**What you will do:** Every record below must be copied exactly, with images dropped.

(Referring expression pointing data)
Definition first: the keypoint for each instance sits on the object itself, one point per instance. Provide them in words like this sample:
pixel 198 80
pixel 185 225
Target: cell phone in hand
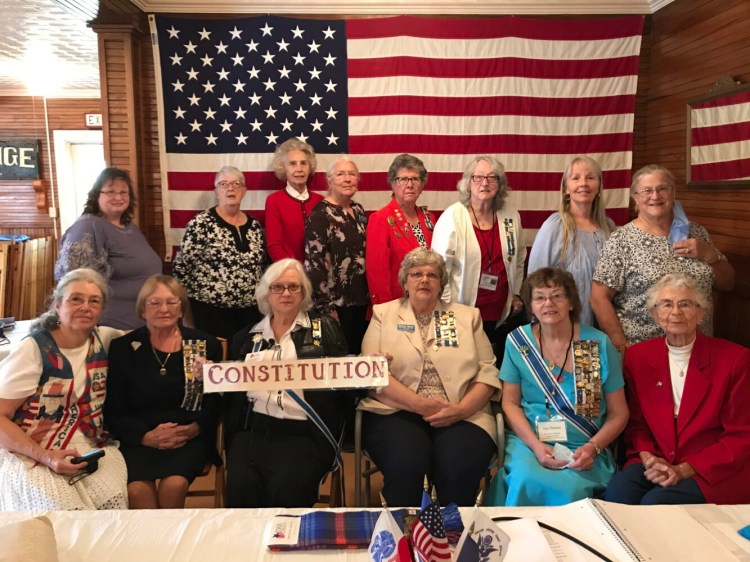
pixel 92 455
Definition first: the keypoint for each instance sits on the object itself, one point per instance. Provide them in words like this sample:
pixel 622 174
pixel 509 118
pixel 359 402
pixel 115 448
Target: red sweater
pixel 285 224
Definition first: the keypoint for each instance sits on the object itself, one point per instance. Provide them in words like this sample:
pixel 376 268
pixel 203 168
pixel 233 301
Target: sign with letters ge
pixel 19 159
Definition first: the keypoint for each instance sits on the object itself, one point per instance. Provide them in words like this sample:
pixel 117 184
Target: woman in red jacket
pixel 294 162
pixel 397 228
pixel 689 398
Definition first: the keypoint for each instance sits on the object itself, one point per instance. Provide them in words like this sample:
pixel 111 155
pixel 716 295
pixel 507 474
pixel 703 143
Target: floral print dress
pixel 335 256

**Final answer:**
Definition first: the keypoint for each instance sits on the object itself, one point per instance. Provide them in words like this sample:
pixel 198 80
pixel 185 225
Target: cell phone in hand
pixel 92 455
Definition first: the keypoint for each instance sits on the object itself, one point per instance. Provide them in words like this sample:
pixel 622 174
pixel 509 118
pixel 359 402
pixel 115 448
Target: red sweater
pixel 285 224
Definition first: the keypoint for each instance sits on the object itself, one point per instance. Provide them in words like this sample:
pixel 376 268
pixel 203 168
pixel 233 301
Target: sign with letters ge
pixel 19 159
Definition first: the keypoint for each instance sits on the object itself, one point per instance. Provide them in words like this sample:
pixel 117 184
Target: woman in red jacket
pixel 294 162
pixel 397 228
pixel 689 398
Definition first: the keypoint for each instance sits on the object itself, one point per instance. Provide them in words like this sample:
pixel 111 155
pixel 716 295
pixel 507 474
pixel 703 143
Target: floral print dress
pixel 335 256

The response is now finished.